[Exercise details]:
Please transcribe every record below exactly as written.
Content starts
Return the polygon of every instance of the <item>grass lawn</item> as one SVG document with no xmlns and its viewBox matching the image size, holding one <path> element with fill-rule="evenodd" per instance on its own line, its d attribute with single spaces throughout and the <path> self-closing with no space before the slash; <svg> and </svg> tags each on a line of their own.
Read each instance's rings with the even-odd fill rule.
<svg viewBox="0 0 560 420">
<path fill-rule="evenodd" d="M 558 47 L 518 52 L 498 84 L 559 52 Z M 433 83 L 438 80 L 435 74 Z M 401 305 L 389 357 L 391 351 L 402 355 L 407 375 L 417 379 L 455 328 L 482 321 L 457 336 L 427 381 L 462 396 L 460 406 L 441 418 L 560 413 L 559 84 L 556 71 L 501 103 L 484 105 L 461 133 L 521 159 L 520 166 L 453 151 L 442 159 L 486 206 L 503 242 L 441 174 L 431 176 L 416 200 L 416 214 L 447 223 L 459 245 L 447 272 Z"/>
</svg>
Content ends
[Answer to the exercise]:
Return the polygon of every instance of the <item>grass lawn</item> as one SVG document with no xmlns and its viewBox matching the image size, holding one <path> element with fill-rule="evenodd" per instance on its own line, its d attribute with single spaces throughout and the <path> self-closing with no space before the slash; <svg> and </svg> tags each on a line of their own.
Read each instance's rings with the even-odd fill rule.
<svg viewBox="0 0 560 420">
<path fill-rule="evenodd" d="M 558 47 L 518 52 L 498 84 L 559 52 Z M 433 83 L 438 80 L 435 74 Z M 401 305 L 389 357 L 391 351 L 402 355 L 407 375 L 417 379 L 455 328 L 482 321 L 457 336 L 427 381 L 462 396 L 460 406 L 441 418 L 560 413 L 559 84 L 556 71 L 501 103 L 484 105 L 461 133 L 521 159 L 520 166 L 453 151 L 442 159 L 486 206 L 503 242 L 441 174 L 431 176 L 416 200 L 416 214 L 447 223 L 459 245 L 447 272 Z"/>
</svg>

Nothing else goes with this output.